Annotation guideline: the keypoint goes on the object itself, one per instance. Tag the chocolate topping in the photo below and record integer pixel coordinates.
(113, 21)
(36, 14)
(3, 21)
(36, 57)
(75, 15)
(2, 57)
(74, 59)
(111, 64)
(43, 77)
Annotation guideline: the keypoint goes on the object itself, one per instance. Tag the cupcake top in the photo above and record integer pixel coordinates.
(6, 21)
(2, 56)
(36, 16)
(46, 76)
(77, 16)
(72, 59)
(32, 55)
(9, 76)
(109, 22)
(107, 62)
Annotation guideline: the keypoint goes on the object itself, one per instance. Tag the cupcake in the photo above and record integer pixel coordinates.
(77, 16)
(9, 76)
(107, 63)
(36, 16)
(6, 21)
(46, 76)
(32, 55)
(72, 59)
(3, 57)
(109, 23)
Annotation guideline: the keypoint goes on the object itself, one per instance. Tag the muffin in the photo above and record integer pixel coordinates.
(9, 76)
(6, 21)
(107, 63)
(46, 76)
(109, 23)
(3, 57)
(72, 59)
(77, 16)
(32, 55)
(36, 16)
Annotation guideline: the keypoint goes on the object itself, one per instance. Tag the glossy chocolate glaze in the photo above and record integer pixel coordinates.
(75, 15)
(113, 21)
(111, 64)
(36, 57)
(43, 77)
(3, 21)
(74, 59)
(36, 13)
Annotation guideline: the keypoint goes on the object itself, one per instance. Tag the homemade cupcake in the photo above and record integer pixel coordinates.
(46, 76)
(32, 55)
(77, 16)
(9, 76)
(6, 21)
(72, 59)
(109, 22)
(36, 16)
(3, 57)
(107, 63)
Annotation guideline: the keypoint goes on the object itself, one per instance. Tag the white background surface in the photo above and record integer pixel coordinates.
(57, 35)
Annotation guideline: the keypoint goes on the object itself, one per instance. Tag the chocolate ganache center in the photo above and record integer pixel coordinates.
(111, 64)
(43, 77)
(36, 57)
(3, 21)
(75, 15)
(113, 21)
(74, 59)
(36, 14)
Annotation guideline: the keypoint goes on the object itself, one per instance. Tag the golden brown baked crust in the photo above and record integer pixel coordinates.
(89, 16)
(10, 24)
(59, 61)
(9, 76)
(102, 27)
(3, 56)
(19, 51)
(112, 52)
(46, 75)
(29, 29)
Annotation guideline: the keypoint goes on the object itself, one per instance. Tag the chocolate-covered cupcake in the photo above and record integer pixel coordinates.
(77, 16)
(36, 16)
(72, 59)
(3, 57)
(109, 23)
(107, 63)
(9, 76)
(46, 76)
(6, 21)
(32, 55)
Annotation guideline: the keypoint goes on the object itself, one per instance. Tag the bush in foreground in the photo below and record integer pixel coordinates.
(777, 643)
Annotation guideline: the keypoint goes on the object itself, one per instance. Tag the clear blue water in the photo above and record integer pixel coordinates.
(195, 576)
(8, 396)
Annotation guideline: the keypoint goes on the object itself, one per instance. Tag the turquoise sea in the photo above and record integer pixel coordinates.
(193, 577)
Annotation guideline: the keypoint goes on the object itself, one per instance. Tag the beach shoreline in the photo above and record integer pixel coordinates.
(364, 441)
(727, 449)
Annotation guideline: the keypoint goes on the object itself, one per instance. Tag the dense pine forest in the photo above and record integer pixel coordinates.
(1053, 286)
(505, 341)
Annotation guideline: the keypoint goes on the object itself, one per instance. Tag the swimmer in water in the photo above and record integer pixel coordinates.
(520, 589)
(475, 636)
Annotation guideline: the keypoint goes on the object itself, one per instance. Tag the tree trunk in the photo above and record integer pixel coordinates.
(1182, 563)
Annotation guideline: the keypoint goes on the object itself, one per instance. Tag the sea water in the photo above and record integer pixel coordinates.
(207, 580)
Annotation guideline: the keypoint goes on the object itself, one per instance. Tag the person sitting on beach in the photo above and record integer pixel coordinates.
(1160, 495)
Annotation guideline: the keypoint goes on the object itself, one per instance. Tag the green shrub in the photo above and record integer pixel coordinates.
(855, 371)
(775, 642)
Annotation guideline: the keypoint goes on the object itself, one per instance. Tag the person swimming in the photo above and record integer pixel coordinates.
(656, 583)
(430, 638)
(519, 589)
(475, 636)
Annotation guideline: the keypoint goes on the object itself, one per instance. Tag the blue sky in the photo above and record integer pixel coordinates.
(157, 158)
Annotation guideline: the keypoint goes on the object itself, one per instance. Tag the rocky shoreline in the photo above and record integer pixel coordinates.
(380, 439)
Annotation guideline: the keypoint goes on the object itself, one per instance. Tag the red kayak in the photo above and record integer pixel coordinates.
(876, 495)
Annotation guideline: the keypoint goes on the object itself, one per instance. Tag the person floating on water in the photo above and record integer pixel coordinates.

★ ★ ★

Could you write out all the data above again, swapping "integer pixel coordinates" for "whole-number pixel coordinates" everywhere it appears and changing nothing else?

Annotation guideline: the keypoint goes on the object itself, one per instance. Tag the chocolate topping in the photo below and record whole-number pixel coordinates.
(113, 21)
(36, 14)
(3, 21)
(36, 57)
(75, 15)
(2, 57)
(74, 59)
(111, 64)
(43, 77)
Annotation guideline: the keypoint goes on the object itself, one per instance. Tag the cupcake top in the photo above and record whole-number pixel coordinates.
(6, 21)
(2, 56)
(36, 16)
(46, 76)
(77, 16)
(72, 59)
(32, 55)
(9, 76)
(109, 22)
(107, 62)
Annotation guideline: the keypoint goes on the object itself, one per instance. Tag the cupcake in the photo above and record whole-number pixel coordinates.
(77, 16)
(9, 76)
(107, 63)
(36, 16)
(6, 21)
(46, 76)
(32, 55)
(72, 59)
(3, 57)
(109, 23)
Annotation guideline: the keypoint goes on the object itself, one per instance. Tag the muffin in the photo above and record whole-number pixel coordinates.
(9, 76)
(6, 21)
(107, 63)
(46, 76)
(109, 23)
(3, 57)
(72, 59)
(77, 16)
(32, 55)
(36, 16)
Annotation guideline: the keypoint goes on the object itself, one per instance. Tag the glossy chocolate glaze in the photo above and record whole-number pixel coordinates.
(75, 15)
(113, 21)
(111, 64)
(36, 57)
(43, 77)
(3, 21)
(74, 59)
(36, 13)
Annotation guideline: the keypoint goes on the object itself, one per instance. Tag the homemade cupcake in the photo above and record whole-number pixel coordinates.
(46, 76)
(32, 55)
(77, 16)
(9, 76)
(6, 21)
(72, 59)
(109, 22)
(36, 16)
(3, 57)
(107, 63)
Annotation guideline: the keypoint goes on the object itself, one per instance. Tag the white background surface in the photo above and record whole-number pixel coordinates.
(57, 35)
Annotation guideline: the keypoint goes on the object itself, one per instance. Tag the chocolate ganache center in the photo above and record whole-number pixel coordinates.
(111, 64)
(43, 77)
(36, 57)
(3, 21)
(75, 15)
(113, 21)
(74, 59)
(36, 14)
Annotation guideline: the keypoint goes on the object itself, one per instance. Tag the golden brown baked crust in the photo above and record whole-number pixel coordinates.
(89, 16)
(10, 24)
(59, 61)
(9, 76)
(102, 27)
(3, 56)
(19, 51)
(112, 52)
(46, 75)
(29, 29)
Annotation guideline: the keypoint goes on the object itself, one per instance. Tag the chocolate-covered cupcake in the photo above and record whole-number pixel coordinates.
(77, 16)
(36, 16)
(72, 59)
(3, 57)
(109, 23)
(107, 63)
(9, 76)
(46, 76)
(6, 21)
(32, 55)
Annotation guideline: the keypoint goes on the object itself, one per instance. Tag the bush in foreground in the photo below and record whole-number pixel coordinates.
(777, 643)
Annotation guideline: the keypoint goes on the object itself, one per instance. Tag the clear blue water in the photo above and record whole-number pixel coordinates.
(195, 576)
(8, 396)
Annotation guideline: the keypoint goes on the object itself, one per instance. Tag the turquoise sea in the photo above and record whole-number pixel coordinates.
(193, 577)
Annotation guideline: the keypoint goes on the object itself, one per instance. Tag the beach shoreline in the photo above and record whole-number pixel coordinates.
(364, 441)
(727, 449)
Annotation guideline: the keypoint goes on the object itself, one per instance. Tag the dense pine forest in the photo above and record whole-number pixel coordinates.
(1053, 286)
(505, 341)
Annotation guideline: the keypoint goes on the object itself, one per instance. Tag the swimmer in water in the photo above and record whole-number pixel coordinates.
(520, 589)
(475, 636)
Annotation guideline: the keypoint goes on the object itself, one per instance. Tag the tree trunk in the photo above and record whole-number pixel coordinates.
(1182, 563)
Annotation guideline: the keypoint goes on the object itself, one per instance. Tag the sea water in the photo above and record whole-number pixel coordinates.
(207, 580)
Annotation guideline: the keypoint goes on the object itself, one per instance. Tag the person sitting on beach in the photo above and record whole-number pixel coordinates.
(1160, 495)
Annotation guideline: the keypoint goes on the object itself, one per instance. Tag the green shrub in the photo above and record whole-number pixel coordinates.
(855, 371)
(775, 642)
Annotation guideline: the keypoint goes on the object itself, one per instance. Tag the person swimming in the photo above and record whole-number pixel coordinates.
(656, 583)
(430, 638)
(519, 589)
(475, 636)
Annotation guideline: the keypoint goes on the object itself, one per instance. Tag the blue sky in the photo above and record whole-number pixel coordinates.
(157, 158)
Annotation guideline: the keypoint goes on the object itself, one per instance. Tag the rocky shoreline in the photo above and record whole-number pixel coordinates.
(380, 439)
Annotation guideline: the keypoint goes on the object itself, one per instance. Tag the red kayak in the photo above and record whole-number pixel coordinates.
(876, 495)
Annotation guideline: the keypoint goes on the object itself, one per instance. Tag the person floating on water in the photo above and record whole-number pixel coordinates.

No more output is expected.